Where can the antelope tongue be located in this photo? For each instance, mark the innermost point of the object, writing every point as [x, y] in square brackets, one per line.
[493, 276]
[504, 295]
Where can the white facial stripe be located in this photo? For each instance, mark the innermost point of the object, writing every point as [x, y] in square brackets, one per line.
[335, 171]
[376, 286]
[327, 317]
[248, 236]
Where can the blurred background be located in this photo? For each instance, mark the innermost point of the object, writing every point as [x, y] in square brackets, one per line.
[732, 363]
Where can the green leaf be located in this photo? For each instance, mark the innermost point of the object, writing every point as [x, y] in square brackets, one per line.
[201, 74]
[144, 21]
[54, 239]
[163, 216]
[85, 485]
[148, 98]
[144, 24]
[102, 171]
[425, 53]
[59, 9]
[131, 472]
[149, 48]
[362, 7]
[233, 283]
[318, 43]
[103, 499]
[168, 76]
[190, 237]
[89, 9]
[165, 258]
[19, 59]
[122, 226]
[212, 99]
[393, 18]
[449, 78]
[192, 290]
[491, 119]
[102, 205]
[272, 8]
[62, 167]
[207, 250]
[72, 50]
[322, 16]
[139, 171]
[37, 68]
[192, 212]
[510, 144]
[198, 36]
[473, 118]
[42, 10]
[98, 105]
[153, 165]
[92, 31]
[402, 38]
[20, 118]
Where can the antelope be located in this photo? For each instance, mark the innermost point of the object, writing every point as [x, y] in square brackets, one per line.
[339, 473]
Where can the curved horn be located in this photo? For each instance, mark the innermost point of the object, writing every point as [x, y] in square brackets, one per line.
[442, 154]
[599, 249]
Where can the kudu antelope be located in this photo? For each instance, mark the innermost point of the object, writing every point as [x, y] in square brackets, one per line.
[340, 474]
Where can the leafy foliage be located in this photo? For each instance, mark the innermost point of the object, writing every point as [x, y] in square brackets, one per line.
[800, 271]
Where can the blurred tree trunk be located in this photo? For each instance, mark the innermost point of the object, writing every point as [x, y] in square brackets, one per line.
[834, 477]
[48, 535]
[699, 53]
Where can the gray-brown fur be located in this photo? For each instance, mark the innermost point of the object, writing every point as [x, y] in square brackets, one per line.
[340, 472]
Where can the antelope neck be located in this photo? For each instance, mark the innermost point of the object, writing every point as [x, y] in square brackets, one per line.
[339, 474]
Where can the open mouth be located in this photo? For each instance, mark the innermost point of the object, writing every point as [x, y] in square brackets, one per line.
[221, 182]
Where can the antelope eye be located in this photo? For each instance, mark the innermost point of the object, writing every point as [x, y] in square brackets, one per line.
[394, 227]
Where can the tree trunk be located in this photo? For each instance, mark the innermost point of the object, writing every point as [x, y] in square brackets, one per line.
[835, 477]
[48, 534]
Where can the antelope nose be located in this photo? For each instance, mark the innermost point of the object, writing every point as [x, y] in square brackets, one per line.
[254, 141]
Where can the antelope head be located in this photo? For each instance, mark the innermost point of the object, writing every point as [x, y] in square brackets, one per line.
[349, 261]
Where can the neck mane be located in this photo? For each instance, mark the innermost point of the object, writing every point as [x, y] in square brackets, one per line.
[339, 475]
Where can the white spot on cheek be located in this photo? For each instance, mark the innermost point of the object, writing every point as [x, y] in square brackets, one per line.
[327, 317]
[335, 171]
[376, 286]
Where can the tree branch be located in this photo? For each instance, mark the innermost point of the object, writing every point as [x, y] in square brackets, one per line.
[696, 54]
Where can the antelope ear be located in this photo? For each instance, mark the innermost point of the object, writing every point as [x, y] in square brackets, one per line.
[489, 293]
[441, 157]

━━━━━━━━━━

In your answer, repeat each of the records exactly.

Where can the antelope tongue be located in this photo? For each instance, mark the innermost point of the object, writing every point as [x, y] in square brackets, one per line.
[493, 276]
[504, 295]
Where can the white facial stripe be located in this photo? For each instance, mark the innermost point of the object, writing every point as [x, y] in square brackets, one per line.
[335, 171]
[376, 286]
[327, 317]
[248, 236]
Where can the blurred background be located in this photo? For each instance, mark the innermost point of the object, writing every point as [x, y] in square brackets, one per line.
[732, 363]
Where can the green leaf be located in this photo? For each instance, mark the innermost point of the object, writing every point as [x, y] in square brackets, one per line.
[201, 74]
[144, 21]
[54, 239]
[163, 216]
[85, 485]
[148, 98]
[144, 24]
[102, 171]
[425, 53]
[59, 9]
[131, 472]
[149, 48]
[362, 7]
[233, 283]
[318, 43]
[103, 499]
[168, 76]
[190, 237]
[89, 9]
[165, 258]
[19, 59]
[122, 226]
[212, 99]
[393, 18]
[449, 78]
[192, 290]
[491, 119]
[102, 205]
[272, 8]
[62, 167]
[207, 250]
[72, 50]
[322, 16]
[139, 171]
[37, 68]
[192, 212]
[510, 144]
[198, 36]
[473, 118]
[42, 10]
[98, 105]
[153, 165]
[92, 31]
[402, 38]
[20, 118]
Where can the antelope be located in this photo? For each instance, mark the innermost point of the object, writing every point as [x, y] in square brackets, one per line.
[339, 473]
Where can the curved horn be located in this photo? For each instance, mark the innermost point of the object, writing every point as [x, y] in square brackets, one per line.
[442, 154]
[599, 249]
Where can the kudu antelope be located in this photo? For each instance, mark the innermost point of the object, writing every point as [x, y] in square brackets, one per line.
[340, 474]
Where can the leafy foliage be located in this photo? For each instance, mark the innermost point of the object, writing every point as [x, y] in square brackets, one per line.
[800, 271]
Where can the blurred tree trunk be located in this photo? For each instance, mark the innermost point of the object, writing every point as [x, y] in square brackets, one per line.
[834, 477]
[48, 535]
[699, 53]
Where can the gray-brown fur be located in this photo? For each instance, mark the innermost point of the object, writing every point as [x, y] in square brackets, one per line.
[340, 472]
Where can the antelope neck be located in this photo? For each instance, mark the innermost point of the object, writing every point as [x, y] in square brackets, one per line.
[339, 474]
Where can the open mouth be located in this photo? For each instance, mark the innermost point of the object, writing every point as [x, y] in square brackets, one per line.
[221, 182]
Where can the antelope eye be located in this photo? For each instance, mark the innermost point of the object, writing every point as [x, y] in square brackets, one per line.
[394, 227]
Where can the tree trunk be located in this photo? For each instance, mark the innermost point of the object, writing every point as [x, y] in square brackets, one per line.
[835, 477]
[48, 534]
Where can the antelope nose be located in this photo? For each instance, mark the innermost point of the object, writing every point as [x, y] in square brackets, one per line.
[254, 141]
Where can the antelope head be located in this photo? For each instance, mark the innermost point of the object, writing every point as [x, y] in square brackets, one per line.
[349, 261]
Where can the neck mane be located in this photo? For each instance, mark the innermost point of the object, writing every point as [x, y] in square brackets, one per line.
[339, 475]
Where can the white spot on cheek be located in this photo? For each instance, mark the innermost point of the object, writing every point as [x, y] in square brackets, one per line.
[327, 317]
[335, 171]
[376, 286]
Where can the tree branch be located in this photo? For each instance, mark the innermost point of the object, writing every point as [x, y] in square brackets, one per line.
[696, 54]
Where can the antelope ear be located in this photo? For each instance, mark the innermost point of the object, writing every point as [x, y] in square brackets, one per line.
[489, 293]
[441, 157]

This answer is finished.